___ EXTRACT ___
Head Animator: We're really cooking now (rubbing his hands together), and speaking of cooking, I just had the biggest idea since sliced bread, FRY COOK. He could be a fry cook for a cranky, greedy crab that runs a fast food joint the FDA wouldn't endorse if it were the last culinary establishment on earth...brilliant!!
Right, so you get the idea. My guess is, it went on like this for sometime with people who were not in their right mind throwing out ideas that were instantly ratified leaving us, the viewers, too stunned to even vocalize the questions bubbling (excuse the pun...but not really) up inside us. Questions like:
1.) Why a pineapple? Why not an eggplant (pause here for everyone to appreciate my brilliant reference and tie back to Aleisha's introduction post about me...snort)?
2.) How does a sponge named Bob cook fries at the bottom of the sea??? Hmm, I mean that defies every law of physics I ever slept through in high school.
3.) A squirrel? One of his friends is a squirrel...you don't think that's crossing a line somehow? A SQUIRREL?
4.) Why on earth would you go with briefs instead of boxers? Boxers are already square, doesn't that make more sense? This is madness!!
___ ENTRIES PROVIDED ___
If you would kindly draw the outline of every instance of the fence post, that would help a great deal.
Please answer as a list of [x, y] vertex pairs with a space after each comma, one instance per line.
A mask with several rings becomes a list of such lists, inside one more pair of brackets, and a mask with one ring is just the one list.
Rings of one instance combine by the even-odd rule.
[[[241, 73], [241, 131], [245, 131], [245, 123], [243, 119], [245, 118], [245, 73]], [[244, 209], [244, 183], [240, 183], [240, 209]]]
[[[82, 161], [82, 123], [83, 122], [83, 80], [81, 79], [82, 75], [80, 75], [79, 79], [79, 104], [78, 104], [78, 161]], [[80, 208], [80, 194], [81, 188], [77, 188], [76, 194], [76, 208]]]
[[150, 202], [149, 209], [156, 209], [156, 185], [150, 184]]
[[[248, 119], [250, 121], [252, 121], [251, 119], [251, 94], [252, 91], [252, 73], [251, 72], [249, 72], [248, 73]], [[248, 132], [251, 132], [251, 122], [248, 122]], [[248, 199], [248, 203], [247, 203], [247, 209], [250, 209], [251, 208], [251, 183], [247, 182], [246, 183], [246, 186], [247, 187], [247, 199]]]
___
> [SET PROBLEM 1] Could you rewrite the excerpt starting with "3.) A squirrel?" and going on through "This is madness!!", changing "briefs" to "trunks"?
> [SET PROBLEM 2] Which specific foods does the excerpt name? List every one.
Rely only on the excerpt for your answers.

> [OUTPUT 1]
3.) A squirrel? One of his friends is a squirrel...you don't think that's crossing a line somehow? A SQUIRREL?
4.) Why on earth would you go with trunks instead of boxers? Boxers are already square, doesn't that make more sense? This is madness!!

> [OUTPUT 2] Sliced bread, fries, pineapple, eggplant